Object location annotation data
================================

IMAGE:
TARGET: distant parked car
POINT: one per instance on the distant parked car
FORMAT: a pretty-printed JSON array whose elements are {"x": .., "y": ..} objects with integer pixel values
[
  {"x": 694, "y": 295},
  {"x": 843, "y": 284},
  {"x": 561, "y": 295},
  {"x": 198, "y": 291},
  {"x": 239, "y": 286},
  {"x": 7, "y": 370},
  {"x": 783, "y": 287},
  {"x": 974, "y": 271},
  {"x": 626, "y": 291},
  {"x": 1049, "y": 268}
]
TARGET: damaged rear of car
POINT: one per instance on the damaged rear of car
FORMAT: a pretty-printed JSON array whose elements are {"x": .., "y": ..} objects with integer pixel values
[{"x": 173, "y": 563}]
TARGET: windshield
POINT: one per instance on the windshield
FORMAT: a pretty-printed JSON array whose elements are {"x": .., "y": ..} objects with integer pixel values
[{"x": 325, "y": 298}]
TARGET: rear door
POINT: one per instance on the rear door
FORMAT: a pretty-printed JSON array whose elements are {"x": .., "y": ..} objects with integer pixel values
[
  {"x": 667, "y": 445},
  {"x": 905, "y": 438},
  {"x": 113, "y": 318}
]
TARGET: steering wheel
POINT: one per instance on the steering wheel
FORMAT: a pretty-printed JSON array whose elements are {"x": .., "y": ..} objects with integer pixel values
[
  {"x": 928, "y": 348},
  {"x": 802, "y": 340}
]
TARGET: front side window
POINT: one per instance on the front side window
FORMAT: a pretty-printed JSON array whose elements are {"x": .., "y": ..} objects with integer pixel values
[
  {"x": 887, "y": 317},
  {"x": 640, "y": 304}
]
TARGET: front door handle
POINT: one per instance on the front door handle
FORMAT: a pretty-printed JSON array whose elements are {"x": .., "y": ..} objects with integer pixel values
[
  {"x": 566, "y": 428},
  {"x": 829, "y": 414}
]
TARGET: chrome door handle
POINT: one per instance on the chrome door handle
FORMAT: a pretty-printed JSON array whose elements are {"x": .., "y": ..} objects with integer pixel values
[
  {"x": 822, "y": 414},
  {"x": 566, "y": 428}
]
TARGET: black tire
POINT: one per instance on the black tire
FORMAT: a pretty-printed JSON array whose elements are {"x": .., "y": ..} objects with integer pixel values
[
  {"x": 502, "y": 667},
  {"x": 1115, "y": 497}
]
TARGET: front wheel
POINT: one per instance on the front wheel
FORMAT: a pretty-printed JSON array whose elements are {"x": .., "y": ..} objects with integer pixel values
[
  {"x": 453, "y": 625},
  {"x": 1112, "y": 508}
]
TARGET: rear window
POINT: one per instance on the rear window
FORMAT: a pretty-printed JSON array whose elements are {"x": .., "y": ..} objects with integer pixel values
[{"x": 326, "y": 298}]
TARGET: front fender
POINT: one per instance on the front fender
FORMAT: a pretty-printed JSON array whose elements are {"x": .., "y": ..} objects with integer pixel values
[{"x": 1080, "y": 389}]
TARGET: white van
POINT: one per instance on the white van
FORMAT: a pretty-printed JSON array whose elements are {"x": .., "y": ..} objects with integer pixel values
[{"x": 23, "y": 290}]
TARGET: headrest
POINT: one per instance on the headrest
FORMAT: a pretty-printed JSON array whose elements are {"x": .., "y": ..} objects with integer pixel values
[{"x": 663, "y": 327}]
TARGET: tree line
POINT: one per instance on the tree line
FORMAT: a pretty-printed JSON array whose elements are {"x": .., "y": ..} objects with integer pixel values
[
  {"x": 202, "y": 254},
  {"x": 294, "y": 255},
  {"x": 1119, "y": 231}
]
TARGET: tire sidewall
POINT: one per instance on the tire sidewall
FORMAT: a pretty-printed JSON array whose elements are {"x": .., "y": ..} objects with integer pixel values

================================

• Task goal:
Copy out the lines from the line containing "TARGET: tire sidewall" through the end of the records, character for character.

• Written response:
TARGET: tire sidewall
POINT: one per instance on the tire sidewall
FORMAT: a pretty-printed JSON array whose elements are {"x": .., "y": ..} objects with integer pixel values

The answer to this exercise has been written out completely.